**SHORT TASK**.
Copy every row below word for word, keeping each one unchanged.

** BEGIN EXTRACTED ENTRIES **

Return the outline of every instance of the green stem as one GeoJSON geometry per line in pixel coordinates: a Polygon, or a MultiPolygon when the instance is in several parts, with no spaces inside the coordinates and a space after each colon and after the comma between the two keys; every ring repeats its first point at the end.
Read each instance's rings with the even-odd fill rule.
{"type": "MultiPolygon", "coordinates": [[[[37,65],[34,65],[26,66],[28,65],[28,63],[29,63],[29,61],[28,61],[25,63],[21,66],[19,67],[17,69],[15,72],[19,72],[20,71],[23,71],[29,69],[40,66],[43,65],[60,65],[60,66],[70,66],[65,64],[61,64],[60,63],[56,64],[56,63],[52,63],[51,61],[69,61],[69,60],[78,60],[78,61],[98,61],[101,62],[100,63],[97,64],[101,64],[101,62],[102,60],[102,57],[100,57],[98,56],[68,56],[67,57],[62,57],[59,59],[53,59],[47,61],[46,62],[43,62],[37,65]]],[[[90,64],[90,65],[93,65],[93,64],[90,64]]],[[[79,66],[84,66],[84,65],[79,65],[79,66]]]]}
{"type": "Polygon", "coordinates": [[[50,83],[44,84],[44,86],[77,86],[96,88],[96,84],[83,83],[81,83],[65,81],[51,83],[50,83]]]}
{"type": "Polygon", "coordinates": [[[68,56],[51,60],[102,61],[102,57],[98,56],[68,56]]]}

** END EXTRACTED ENTRIES **

**EXERCISE ANSWER**.
Return the outline of every instance of the green stem as one GeoJSON geometry per line in pixel coordinates: a Polygon, or a MultiPolygon when the instance is in several parts, with no spaces inside the coordinates and a space after each colon and after the comma between the two keys; every ring repeats its first point at the end.
Read each instance's rings with the even-odd fill rule.
{"type": "MultiPolygon", "coordinates": [[[[37,65],[34,65],[26,66],[28,65],[28,63],[29,63],[29,61],[28,61],[25,63],[21,66],[19,67],[17,69],[15,72],[19,72],[20,71],[23,71],[29,69],[40,66],[43,65],[60,65],[60,66],[70,66],[65,64],[61,64],[60,63],[56,64],[56,63],[52,63],[51,61],[69,61],[69,60],[78,60],[78,61],[98,61],[101,62],[100,63],[97,64],[101,64],[101,62],[102,60],[102,57],[100,57],[98,56],[68,56],[67,57],[62,57],[59,59],[53,59],[47,61],[46,62],[43,62],[37,65]]],[[[90,64],[90,65],[93,65],[93,64],[90,64]]],[[[79,66],[84,66],[84,65],[79,65],[79,66]]]]}
{"type": "Polygon", "coordinates": [[[50,83],[44,84],[44,86],[77,86],[96,88],[96,84],[83,83],[81,83],[65,81],[51,83],[50,83]]]}
{"type": "Polygon", "coordinates": [[[68,56],[51,60],[102,61],[102,57],[98,56],[68,56]]]}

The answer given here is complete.